WORK TO DO:
Print, exactly as given, each line of the data from the line containing "countertop, placing one marker per instance" up to and including its last line.

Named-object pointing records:

[Begin]

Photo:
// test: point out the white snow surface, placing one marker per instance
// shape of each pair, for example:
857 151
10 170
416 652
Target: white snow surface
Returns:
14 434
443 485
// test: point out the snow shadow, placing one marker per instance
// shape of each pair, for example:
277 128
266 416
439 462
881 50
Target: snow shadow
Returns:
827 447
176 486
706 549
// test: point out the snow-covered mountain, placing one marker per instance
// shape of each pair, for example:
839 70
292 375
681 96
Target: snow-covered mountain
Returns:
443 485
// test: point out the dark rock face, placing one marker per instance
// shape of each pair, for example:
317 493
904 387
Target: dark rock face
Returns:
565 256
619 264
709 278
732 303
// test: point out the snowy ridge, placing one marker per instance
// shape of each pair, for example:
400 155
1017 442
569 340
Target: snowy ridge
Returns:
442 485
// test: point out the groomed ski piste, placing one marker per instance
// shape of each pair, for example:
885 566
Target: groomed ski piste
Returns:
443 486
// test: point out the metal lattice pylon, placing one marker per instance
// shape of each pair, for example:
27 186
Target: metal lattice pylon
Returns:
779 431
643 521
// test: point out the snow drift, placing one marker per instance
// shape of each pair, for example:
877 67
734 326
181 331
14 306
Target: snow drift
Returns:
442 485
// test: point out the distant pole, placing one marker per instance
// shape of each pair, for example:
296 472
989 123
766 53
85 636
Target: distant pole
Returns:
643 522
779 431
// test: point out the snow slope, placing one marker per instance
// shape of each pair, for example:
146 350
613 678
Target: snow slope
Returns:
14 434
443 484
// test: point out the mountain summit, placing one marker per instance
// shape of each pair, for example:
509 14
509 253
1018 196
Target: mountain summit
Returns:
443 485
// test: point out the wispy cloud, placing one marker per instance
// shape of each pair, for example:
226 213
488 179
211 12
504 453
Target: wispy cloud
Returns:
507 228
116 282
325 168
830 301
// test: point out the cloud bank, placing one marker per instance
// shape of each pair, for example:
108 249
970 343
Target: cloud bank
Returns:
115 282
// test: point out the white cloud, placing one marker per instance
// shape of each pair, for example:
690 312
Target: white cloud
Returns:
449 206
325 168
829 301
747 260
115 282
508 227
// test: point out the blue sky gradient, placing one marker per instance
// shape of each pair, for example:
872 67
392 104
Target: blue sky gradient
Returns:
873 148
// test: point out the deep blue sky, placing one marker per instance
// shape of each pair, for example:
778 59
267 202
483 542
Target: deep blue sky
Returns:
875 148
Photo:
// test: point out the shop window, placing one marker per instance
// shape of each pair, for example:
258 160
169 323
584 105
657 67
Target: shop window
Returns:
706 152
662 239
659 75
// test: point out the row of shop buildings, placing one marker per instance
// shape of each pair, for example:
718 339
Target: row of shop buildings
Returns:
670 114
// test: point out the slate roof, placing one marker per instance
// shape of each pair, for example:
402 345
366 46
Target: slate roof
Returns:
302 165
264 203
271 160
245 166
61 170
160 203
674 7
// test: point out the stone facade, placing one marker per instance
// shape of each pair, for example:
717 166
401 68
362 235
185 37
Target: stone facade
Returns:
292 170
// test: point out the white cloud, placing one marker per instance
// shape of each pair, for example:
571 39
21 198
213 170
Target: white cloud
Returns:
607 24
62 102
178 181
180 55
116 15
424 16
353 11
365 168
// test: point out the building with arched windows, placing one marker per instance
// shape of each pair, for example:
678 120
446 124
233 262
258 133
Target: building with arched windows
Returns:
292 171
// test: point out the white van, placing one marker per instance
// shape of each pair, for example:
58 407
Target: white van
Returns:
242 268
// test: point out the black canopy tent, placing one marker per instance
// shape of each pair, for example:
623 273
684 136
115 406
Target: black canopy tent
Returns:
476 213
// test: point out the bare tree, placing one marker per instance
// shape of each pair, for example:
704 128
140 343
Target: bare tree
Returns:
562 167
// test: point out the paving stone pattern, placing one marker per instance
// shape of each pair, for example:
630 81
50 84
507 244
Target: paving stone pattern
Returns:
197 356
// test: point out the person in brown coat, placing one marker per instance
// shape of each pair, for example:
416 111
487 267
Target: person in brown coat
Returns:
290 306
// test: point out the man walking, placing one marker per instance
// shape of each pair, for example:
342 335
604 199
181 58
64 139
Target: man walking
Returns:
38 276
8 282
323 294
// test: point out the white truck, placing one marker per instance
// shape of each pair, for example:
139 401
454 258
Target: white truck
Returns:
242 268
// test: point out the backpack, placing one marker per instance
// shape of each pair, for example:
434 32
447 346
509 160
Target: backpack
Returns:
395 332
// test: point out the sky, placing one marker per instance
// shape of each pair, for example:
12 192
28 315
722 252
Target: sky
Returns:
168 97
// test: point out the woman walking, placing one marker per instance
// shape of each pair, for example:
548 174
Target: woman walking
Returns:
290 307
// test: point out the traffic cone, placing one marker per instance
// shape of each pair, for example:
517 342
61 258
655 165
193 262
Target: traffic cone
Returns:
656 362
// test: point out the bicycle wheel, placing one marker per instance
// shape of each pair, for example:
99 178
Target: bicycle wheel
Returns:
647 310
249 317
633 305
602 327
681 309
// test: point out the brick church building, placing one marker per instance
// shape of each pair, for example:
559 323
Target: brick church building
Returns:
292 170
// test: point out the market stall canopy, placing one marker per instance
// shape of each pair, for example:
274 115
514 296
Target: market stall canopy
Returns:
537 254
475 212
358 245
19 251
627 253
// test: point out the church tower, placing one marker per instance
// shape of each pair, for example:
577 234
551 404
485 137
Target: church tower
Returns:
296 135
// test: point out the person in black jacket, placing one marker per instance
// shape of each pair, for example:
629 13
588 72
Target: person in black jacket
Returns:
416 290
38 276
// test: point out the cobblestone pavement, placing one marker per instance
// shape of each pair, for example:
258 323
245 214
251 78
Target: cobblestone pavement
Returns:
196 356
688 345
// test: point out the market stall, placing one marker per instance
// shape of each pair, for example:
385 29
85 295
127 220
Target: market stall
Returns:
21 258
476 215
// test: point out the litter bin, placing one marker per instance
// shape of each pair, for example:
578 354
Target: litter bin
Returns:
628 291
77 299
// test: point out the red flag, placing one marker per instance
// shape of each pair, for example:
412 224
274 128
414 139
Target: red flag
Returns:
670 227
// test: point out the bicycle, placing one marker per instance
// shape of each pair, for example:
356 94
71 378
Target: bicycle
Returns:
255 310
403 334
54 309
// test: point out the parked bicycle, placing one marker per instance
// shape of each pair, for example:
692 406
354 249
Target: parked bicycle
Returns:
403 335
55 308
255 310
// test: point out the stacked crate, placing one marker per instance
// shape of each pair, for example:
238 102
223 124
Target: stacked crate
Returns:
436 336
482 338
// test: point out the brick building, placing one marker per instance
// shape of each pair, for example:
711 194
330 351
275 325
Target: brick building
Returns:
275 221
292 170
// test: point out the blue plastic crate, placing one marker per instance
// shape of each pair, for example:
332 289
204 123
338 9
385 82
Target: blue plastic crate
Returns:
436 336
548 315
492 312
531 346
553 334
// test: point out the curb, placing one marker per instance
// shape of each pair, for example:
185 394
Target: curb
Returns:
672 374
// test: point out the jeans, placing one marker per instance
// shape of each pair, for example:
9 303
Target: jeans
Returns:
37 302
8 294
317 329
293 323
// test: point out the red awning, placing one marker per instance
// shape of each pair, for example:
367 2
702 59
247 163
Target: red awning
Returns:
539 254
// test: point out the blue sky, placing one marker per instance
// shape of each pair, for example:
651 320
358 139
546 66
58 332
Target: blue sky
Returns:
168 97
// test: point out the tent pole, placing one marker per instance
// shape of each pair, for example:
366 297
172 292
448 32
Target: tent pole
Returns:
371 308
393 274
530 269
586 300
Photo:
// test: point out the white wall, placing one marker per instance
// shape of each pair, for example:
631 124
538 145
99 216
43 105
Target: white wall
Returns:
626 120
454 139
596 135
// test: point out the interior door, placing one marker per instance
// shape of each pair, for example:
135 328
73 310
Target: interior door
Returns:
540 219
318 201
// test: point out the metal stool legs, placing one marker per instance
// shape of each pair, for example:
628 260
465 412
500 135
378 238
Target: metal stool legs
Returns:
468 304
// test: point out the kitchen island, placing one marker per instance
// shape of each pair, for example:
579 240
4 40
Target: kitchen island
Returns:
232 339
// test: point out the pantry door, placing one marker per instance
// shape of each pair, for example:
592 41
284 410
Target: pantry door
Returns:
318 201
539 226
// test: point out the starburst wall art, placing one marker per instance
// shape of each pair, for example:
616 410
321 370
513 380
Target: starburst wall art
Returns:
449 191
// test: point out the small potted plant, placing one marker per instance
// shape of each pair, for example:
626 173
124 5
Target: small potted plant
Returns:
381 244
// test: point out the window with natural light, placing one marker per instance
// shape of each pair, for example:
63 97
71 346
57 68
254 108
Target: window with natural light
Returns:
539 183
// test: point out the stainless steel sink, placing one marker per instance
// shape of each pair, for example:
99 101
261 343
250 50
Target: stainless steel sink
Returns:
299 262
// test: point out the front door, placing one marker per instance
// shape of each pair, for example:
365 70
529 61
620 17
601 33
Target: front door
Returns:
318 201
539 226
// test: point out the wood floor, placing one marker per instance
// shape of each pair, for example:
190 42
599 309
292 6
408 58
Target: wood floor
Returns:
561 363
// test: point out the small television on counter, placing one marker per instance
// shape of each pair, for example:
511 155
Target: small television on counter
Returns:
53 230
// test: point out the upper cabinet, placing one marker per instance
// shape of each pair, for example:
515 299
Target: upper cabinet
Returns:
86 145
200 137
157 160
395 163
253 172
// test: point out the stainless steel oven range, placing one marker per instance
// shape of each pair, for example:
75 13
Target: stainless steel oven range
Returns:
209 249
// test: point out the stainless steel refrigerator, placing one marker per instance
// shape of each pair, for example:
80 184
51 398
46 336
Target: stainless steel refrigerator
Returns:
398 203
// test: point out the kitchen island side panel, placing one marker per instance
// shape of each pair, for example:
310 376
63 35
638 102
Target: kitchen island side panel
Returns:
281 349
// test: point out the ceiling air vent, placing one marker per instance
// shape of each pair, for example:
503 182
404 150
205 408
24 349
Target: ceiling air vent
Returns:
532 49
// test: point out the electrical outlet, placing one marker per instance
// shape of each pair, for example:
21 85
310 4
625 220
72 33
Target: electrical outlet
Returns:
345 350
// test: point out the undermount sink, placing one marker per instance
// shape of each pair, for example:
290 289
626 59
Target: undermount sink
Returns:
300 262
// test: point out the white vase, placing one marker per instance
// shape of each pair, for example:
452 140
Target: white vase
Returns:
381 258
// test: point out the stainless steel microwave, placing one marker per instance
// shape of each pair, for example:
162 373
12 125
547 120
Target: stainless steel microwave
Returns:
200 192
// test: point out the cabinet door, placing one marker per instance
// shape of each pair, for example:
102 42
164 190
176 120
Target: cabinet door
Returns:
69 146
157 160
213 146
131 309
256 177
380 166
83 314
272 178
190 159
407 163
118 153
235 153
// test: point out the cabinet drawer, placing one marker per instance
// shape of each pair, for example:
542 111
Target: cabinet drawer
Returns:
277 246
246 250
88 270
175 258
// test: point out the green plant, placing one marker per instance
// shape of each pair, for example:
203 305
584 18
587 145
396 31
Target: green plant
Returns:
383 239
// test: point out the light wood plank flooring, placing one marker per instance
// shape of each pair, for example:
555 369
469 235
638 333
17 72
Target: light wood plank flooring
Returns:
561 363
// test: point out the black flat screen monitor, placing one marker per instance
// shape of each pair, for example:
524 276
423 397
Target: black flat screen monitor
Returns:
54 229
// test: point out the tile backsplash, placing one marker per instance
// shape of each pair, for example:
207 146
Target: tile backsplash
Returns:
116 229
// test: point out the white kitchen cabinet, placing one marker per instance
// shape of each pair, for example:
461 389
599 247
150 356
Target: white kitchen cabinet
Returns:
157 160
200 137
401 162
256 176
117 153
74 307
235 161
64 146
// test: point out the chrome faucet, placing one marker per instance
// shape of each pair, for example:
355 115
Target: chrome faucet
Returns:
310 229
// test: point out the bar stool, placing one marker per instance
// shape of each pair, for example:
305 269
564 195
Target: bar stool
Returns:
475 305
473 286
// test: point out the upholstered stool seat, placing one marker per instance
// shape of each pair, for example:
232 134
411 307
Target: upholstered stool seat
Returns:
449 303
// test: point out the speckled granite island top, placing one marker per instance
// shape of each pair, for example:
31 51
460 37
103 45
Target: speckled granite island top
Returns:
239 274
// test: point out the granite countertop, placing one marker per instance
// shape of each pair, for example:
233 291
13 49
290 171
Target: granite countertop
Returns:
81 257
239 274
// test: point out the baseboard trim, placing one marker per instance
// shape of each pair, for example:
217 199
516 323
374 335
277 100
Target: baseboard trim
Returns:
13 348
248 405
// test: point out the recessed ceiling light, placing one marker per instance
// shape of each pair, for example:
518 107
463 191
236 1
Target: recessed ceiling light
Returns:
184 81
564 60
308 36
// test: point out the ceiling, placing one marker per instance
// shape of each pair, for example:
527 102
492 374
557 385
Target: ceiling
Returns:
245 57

[End]

ANSWER:
// test: point out the granite countertop, placing one marker per instance
// shape of each pair, for example:
233 291
13 49
290 171
Target: granite countertop
Returns:
81 257
239 274
// test: point out the baseboard trim, placing one marker per instance
// shape of each pair, for example:
217 199
516 323
374 335
277 100
Target: baseboard trim
Returns:
13 348
248 405
// test: point out the recessed ceiling light, placing one marker per instance
// shape of each pair, for example:
518 107
463 191
236 1
Target: recessed ceiling light
Returns:
184 81
564 60
308 36
// test: point out the ceiling, placing one marker per instance
// shape of each pair, for example:
527 102
492 374
557 385
Target: ceiling
Returns:
245 57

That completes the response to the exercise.